* _Exercise directions_
Please write out the line containing "Can you find the chimney?" and each line after it through the end of the data, exactly, and nothing else.
BEGIN
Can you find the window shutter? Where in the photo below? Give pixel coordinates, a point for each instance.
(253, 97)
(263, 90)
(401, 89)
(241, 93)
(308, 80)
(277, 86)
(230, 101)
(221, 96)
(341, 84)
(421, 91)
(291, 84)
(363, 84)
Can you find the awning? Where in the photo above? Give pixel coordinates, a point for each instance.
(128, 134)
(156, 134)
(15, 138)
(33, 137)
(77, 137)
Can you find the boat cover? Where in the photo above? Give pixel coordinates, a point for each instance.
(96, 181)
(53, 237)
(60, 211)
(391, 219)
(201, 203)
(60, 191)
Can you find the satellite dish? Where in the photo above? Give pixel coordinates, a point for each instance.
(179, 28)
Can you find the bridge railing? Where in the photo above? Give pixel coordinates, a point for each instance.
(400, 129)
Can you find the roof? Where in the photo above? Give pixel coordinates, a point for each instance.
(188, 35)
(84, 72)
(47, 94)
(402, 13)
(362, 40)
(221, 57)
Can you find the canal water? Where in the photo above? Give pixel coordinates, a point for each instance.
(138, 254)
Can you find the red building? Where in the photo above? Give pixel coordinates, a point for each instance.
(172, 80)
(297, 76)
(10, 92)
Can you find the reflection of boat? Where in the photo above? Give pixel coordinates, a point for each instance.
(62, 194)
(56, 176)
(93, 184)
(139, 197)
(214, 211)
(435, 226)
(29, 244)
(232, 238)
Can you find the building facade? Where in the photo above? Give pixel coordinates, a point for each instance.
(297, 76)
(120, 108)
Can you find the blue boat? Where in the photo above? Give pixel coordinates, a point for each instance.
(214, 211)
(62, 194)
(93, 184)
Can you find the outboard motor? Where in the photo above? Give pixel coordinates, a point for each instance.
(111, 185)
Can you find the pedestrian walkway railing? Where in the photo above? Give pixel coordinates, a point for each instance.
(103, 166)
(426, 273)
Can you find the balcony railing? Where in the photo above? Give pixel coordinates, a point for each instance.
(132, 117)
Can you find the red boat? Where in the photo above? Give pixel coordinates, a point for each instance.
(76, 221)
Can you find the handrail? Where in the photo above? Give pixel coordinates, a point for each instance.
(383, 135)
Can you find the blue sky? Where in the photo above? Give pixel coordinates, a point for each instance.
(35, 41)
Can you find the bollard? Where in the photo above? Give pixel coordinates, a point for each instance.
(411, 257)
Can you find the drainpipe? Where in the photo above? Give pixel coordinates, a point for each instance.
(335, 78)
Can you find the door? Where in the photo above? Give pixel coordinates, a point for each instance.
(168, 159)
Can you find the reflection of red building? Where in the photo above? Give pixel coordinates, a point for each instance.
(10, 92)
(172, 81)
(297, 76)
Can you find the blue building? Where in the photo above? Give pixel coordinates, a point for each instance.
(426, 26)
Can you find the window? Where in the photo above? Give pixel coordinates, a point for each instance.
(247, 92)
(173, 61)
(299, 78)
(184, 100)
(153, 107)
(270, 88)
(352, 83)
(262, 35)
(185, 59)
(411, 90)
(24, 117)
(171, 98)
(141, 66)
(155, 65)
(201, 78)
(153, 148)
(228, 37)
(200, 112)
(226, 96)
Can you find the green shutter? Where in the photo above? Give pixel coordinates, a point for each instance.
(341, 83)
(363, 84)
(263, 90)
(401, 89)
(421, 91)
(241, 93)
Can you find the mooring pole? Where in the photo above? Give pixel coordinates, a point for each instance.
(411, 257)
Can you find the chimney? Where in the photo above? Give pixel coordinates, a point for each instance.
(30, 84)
END
* _Exercise answer_
Can you find the chimney? Where in the photo above? Give pixel coordinates, a point for each instance.
(30, 84)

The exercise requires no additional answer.